Instructions for the task → Update the items below by replacing "black helmet" with "dark helmet" and leaving everything else unchanged.

********

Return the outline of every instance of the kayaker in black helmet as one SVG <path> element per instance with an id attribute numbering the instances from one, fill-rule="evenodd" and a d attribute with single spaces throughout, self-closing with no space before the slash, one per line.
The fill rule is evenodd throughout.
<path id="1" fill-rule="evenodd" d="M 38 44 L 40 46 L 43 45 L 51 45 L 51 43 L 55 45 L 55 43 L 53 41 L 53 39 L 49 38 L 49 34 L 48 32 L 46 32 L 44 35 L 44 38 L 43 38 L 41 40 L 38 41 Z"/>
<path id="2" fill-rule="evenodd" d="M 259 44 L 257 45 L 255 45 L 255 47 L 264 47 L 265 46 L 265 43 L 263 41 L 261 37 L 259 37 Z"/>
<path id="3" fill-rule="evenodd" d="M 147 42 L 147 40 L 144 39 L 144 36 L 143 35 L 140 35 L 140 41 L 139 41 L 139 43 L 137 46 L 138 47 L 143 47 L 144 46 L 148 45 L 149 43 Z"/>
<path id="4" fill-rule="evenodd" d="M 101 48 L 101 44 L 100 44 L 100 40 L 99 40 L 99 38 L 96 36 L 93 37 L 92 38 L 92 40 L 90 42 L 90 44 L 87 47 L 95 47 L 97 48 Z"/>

********

Expected output →
Return the outline of every instance of the kayaker in dark helmet as one SVG <path> element per instance with an id attribute numbering the instances from one, fill-rule="evenodd" and a d attribute with single spaces throughout, self-closing with no space before the slash, one per line.
The fill rule is evenodd throughout.
<path id="1" fill-rule="evenodd" d="M 38 44 L 40 46 L 43 45 L 51 45 L 51 43 L 55 45 L 55 43 L 53 41 L 53 39 L 49 38 L 49 34 L 48 32 L 46 32 L 44 35 L 44 38 L 43 38 L 41 40 L 38 41 Z"/>
<path id="2" fill-rule="evenodd" d="M 259 44 L 257 45 L 255 45 L 255 47 L 264 47 L 265 46 L 265 43 L 263 41 L 261 37 L 259 37 Z"/>
<path id="3" fill-rule="evenodd" d="M 147 42 L 147 40 L 144 39 L 144 36 L 143 35 L 140 35 L 140 41 L 139 41 L 139 43 L 137 46 L 138 47 L 143 47 L 144 46 L 148 45 L 149 43 Z"/>
<path id="4" fill-rule="evenodd" d="M 101 48 L 101 44 L 100 44 L 100 40 L 99 40 L 99 38 L 96 36 L 93 37 L 92 38 L 92 40 L 90 42 L 90 44 L 87 47 L 95 47 L 97 48 Z"/>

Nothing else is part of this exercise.